### Exercise objective
At the line containing "sign and give integer pixel coordinates.", begin retyping, and stop after the last line of the data; add nothing.

##### Materials provided

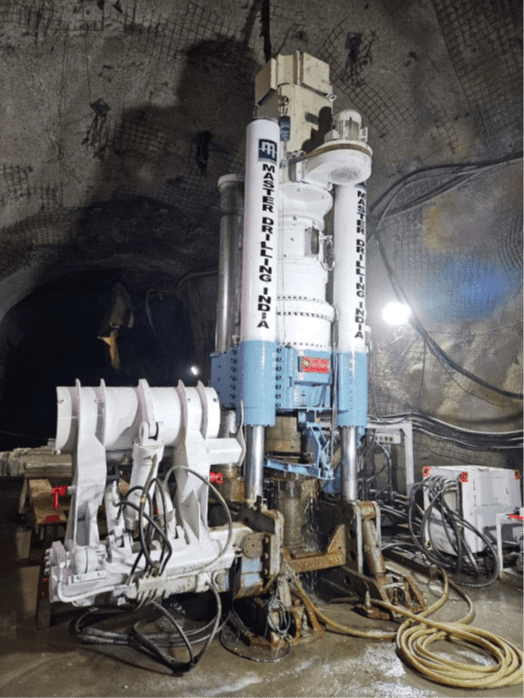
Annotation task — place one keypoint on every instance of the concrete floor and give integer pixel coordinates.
(51, 664)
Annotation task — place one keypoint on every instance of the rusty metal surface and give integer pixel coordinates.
(334, 556)
(252, 545)
(371, 549)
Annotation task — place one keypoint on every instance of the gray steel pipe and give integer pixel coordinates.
(231, 188)
(348, 464)
(254, 464)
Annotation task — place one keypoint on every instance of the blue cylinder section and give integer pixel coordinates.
(352, 389)
(256, 381)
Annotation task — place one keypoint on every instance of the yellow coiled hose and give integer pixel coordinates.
(418, 633)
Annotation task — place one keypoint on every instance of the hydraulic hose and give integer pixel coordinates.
(417, 633)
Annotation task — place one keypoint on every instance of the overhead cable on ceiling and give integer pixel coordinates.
(416, 323)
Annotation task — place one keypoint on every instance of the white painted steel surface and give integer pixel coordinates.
(304, 316)
(260, 241)
(349, 279)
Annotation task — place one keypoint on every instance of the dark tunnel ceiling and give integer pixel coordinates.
(58, 332)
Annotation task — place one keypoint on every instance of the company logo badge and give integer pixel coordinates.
(267, 150)
(314, 365)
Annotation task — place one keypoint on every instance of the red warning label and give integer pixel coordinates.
(313, 365)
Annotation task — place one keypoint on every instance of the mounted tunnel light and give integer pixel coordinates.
(396, 313)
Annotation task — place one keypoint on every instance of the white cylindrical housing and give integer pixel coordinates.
(260, 243)
(349, 278)
(304, 316)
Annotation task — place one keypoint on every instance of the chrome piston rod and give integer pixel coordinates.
(348, 464)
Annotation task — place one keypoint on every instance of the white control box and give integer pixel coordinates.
(484, 493)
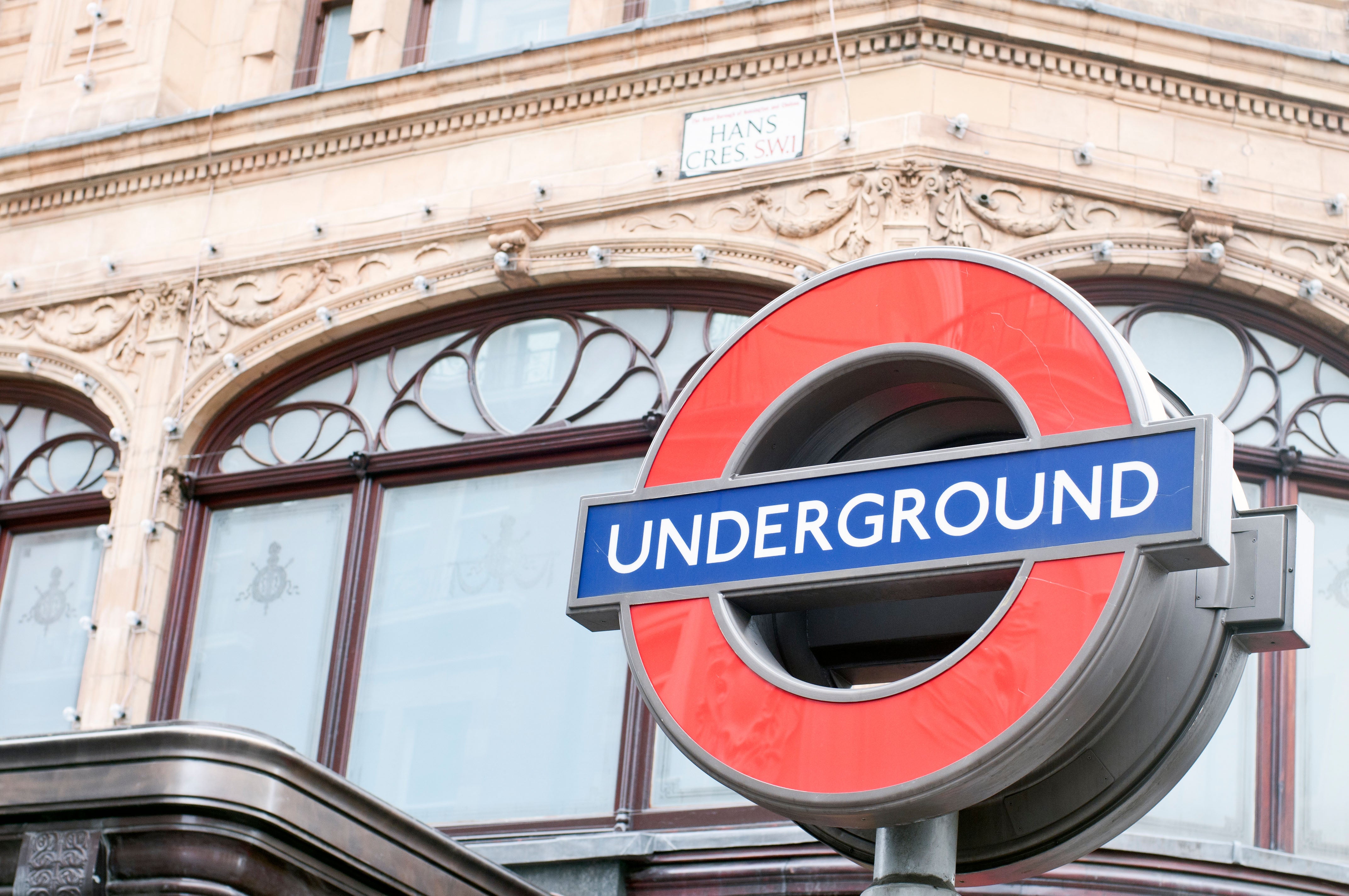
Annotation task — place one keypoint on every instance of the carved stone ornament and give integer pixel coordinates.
(914, 195)
(1205, 227)
(513, 238)
(60, 864)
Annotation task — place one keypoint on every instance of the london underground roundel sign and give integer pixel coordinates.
(922, 539)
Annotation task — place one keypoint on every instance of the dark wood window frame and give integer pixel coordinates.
(54, 512)
(1281, 477)
(374, 474)
(312, 40)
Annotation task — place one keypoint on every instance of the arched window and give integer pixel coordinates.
(378, 540)
(54, 453)
(1274, 775)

##########

### Answer to the problem
Annotation task — place one keypoint on every instance of the london underground roundel sign and give integer pixel coordinates.
(922, 539)
Annotation task — place one keypoint on every instance of the dark wood window frame and give integer pixel coordinates.
(54, 512)
(1281, 477)
(374, 474)
(312, 40)
Annotation task — place one keypoint on every instance of the arched window and give integer pixel coordinates.
(378, 540)
(54, 453)
(1274, 775)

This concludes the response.